▶ [Excerpted text]
__________________________________________________

The most common symptom of a stress fracture is pain during activity. The pain usually begins at the same spot and stops when activity is ceased. Other indicators include swelling on the top of the foot or on the outside of the ankle, tenderness to touch and bruising.
Who is at risk?
As the name suggests march or stress fractures can be caused by sudden increases in physical activity such as running, jogging or even walking. Often patients who start a new workout program or begin training for events such as marathons or distance running are at risk of developing stress fractures.
Footwear that is flimsy or worn out, or an underlying biomechanical condition such as hypermobility or a tendonitis can reduce your foots ability to absorb the repetitive forces as your foot strikes the ground, consequently causing stress fractures.
A stress fracture will be very painfully and will be worse when weight-bearing such as when standing. Often acute stress fractures can be swollen and bruised.
Patients which bone insufficiency conditions such as Osteoporosis, patients who are undertaking extreme diets or have Vitamin D insufficiency are at a greater risk of stress fractures as the bone density is often reduced.
Women suffering from the Female Athlete Triad are particularly susceptible and should take care to see a podiatrist should there be any discomfort as their bodies are more susceptible to these injuries.
How is a stress fracture diagnosed?
A thorough medical history helps your clinician see if any lifestyle choices, previous medical conditions, or other relevant data may pose certain risk factors. This is followed by a physical examination where the podiatrist will locate the area of pain and assess for damaged structures.
Once a specific area has been pinpointed, diagnostic ultra-sound imaging may be used to assess the internal structures of your body for any damage and swelling around the bone that is commonly associated with a suspected stress fracture. In some cases, your podiatrist may request for X-ray investigation to provide detailed images of the bone and check for any bone callus or breaks in the cortex of the bone as this may also be suggestive of stress fracture.

__________________________________________________

▶ [Data for review]

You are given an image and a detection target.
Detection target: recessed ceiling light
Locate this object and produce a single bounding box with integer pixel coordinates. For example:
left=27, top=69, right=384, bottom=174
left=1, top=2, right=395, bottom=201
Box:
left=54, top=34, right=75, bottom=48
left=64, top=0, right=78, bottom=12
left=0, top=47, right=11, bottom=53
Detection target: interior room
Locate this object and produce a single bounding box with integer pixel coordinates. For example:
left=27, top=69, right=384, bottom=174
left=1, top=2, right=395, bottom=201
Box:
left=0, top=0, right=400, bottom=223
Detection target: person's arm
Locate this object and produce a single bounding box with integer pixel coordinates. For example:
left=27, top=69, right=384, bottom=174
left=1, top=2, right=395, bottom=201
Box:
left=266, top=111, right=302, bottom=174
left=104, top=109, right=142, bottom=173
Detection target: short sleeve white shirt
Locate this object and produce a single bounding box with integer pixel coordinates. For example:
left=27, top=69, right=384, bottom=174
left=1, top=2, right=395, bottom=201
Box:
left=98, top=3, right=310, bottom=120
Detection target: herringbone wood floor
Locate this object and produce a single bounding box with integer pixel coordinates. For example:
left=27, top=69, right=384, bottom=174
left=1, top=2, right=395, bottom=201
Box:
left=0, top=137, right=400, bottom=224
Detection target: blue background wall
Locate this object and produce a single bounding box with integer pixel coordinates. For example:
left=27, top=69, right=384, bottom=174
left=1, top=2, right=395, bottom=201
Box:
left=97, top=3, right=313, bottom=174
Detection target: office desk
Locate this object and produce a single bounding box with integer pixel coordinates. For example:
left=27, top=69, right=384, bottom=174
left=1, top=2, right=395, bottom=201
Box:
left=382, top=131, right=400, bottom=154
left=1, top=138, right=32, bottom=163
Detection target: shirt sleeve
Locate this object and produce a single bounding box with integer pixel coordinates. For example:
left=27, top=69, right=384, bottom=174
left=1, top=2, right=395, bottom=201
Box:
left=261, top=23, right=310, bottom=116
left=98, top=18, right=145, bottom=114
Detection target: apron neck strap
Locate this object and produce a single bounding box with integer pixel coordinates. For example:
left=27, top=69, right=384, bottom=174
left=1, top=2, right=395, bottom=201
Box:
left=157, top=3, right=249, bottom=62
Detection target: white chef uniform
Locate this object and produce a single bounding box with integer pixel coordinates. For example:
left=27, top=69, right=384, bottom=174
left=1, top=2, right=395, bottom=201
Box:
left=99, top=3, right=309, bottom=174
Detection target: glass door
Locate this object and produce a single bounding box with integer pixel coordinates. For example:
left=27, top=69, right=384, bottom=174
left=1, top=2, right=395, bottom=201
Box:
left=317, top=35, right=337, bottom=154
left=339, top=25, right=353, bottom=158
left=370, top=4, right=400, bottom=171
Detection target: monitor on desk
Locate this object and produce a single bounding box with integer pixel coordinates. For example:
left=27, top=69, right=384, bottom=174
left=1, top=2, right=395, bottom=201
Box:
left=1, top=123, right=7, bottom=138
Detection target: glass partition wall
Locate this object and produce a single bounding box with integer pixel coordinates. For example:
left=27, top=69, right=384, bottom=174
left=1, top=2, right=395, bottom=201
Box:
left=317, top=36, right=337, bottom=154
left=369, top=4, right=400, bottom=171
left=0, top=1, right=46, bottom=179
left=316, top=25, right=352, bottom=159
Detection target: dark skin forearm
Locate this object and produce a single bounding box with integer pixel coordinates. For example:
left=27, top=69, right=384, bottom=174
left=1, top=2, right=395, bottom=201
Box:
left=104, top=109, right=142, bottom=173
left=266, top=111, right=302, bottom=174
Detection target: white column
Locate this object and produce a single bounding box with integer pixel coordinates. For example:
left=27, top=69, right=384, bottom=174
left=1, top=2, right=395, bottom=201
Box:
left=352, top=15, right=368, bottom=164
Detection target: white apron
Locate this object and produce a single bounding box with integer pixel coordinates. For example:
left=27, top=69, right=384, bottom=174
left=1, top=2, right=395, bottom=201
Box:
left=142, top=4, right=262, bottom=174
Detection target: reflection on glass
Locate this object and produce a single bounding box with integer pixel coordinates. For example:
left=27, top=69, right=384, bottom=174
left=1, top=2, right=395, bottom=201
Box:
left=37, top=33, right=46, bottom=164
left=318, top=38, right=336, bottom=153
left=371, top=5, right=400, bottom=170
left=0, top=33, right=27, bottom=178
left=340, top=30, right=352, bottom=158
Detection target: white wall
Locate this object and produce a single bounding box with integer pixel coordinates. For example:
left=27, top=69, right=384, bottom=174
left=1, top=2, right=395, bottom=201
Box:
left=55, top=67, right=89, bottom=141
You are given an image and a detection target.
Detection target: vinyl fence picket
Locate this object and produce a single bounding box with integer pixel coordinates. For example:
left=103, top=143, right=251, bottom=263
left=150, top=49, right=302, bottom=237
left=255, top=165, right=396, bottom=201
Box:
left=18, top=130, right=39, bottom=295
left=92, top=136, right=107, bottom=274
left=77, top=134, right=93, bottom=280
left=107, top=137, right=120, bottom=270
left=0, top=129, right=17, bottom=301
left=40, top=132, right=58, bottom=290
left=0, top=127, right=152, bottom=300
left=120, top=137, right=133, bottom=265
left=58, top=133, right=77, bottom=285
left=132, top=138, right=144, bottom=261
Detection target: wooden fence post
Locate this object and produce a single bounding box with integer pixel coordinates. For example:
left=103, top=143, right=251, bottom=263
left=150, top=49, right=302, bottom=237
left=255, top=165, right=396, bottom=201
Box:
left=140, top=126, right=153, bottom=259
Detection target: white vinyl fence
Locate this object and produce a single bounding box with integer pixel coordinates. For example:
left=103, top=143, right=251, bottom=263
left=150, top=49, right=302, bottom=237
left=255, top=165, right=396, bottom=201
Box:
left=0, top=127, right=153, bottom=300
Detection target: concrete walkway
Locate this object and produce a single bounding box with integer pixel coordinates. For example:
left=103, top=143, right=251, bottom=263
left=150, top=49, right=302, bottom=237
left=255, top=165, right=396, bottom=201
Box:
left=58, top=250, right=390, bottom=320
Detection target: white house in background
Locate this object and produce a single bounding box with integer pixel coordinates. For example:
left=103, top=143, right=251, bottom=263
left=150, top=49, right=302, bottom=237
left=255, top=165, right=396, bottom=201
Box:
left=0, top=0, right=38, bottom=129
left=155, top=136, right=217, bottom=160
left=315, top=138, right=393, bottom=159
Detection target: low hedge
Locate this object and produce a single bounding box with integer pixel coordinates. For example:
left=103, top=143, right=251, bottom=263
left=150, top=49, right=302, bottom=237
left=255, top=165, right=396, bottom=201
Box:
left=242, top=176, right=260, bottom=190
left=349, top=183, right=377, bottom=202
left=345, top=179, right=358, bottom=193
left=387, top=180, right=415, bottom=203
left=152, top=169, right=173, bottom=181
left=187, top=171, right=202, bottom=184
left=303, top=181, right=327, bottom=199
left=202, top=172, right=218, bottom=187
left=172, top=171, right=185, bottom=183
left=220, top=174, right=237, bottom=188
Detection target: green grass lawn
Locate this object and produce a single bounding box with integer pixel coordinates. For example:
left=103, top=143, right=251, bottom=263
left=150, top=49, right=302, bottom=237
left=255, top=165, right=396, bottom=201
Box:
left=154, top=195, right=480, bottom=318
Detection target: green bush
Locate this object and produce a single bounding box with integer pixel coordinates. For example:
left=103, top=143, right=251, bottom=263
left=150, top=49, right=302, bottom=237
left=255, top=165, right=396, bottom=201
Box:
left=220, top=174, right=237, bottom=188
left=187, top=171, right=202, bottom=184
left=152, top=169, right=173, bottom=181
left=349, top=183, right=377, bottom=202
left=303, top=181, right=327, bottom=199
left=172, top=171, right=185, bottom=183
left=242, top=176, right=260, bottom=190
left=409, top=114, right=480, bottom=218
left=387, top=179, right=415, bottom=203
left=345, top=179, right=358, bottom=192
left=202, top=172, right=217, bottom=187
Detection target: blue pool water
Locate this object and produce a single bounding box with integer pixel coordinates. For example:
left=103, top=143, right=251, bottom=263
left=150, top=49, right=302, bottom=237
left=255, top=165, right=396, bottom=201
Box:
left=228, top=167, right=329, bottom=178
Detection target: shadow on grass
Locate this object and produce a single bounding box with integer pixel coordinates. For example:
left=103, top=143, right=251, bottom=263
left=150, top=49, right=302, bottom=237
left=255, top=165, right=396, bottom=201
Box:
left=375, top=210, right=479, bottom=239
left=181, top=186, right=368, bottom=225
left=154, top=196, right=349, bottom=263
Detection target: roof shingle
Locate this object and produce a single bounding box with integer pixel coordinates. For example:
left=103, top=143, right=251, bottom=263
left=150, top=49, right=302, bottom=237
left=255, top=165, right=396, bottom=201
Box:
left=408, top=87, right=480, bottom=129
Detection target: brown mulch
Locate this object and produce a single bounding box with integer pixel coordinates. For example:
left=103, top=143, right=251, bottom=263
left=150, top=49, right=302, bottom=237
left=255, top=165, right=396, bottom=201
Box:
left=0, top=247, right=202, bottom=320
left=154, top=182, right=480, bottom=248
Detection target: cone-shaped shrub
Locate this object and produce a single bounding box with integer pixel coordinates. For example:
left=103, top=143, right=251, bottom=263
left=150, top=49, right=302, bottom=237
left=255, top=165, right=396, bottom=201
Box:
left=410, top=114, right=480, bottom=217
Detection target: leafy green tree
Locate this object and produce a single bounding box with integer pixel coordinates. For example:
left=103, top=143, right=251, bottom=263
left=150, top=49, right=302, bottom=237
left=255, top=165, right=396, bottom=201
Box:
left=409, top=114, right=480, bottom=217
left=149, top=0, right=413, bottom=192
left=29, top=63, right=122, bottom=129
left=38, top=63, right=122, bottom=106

__________________________________________________

▶ [What you need to do] List the physical activities that the text on stress fractures names as examples of ones whose sudden increase can cause march or stress fractures.

▶ [Response] Running, jogging, walking